Leaving all pictures aside, write out the records below precisely as given.
==== Data provided ====
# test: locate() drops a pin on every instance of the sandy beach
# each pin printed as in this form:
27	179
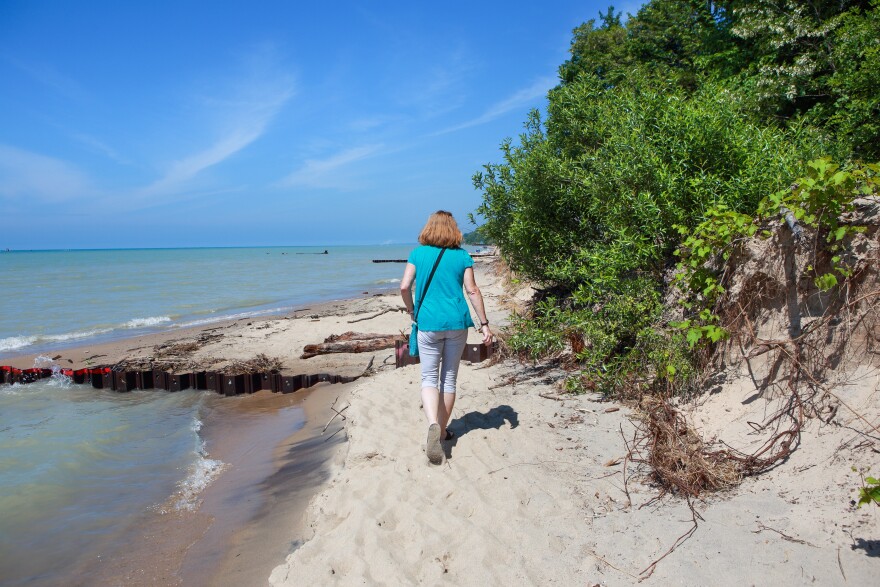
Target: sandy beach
534	489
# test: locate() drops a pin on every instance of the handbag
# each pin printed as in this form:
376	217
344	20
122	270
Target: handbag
414	332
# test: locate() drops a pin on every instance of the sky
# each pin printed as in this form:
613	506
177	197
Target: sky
267	123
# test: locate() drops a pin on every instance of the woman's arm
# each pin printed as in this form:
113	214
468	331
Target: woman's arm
406	282
476	298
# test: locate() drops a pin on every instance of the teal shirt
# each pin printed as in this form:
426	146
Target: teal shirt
444	307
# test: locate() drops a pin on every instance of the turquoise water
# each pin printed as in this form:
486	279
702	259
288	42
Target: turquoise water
51	299
80	466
====
• Response below
# test: locate() drops a pin on every instance of the sandy beach
# each pin printed as in this form:
27	179
Target: sandy beach
534	489
# test: locate() drops a pin on every instance of the handbag
# each pin printed as in this form:
376	217
344	20
122	270
Target: handbag
414	332
# test: locate() drops a pin on every instance of the sky
# each pin printed as in this form:
613	506
177	197
Target: sky
267	123
# test: locate() drops a pin on every instance of the woman's arm
# each pin printed as in this form:
113	214
468	331
Target: woman's arm
406	282
476	298
# test: locate() drops a pin on every instance of the teal shirt
# each pin printed as in this form:
426	146
Target: teal shirt
444	307
# test: locate() drops a pin on every instance of the turquoise water
# each pin printed as in this form:
486	279
702	259
288	42
Target: turquoise water
51	299
80	466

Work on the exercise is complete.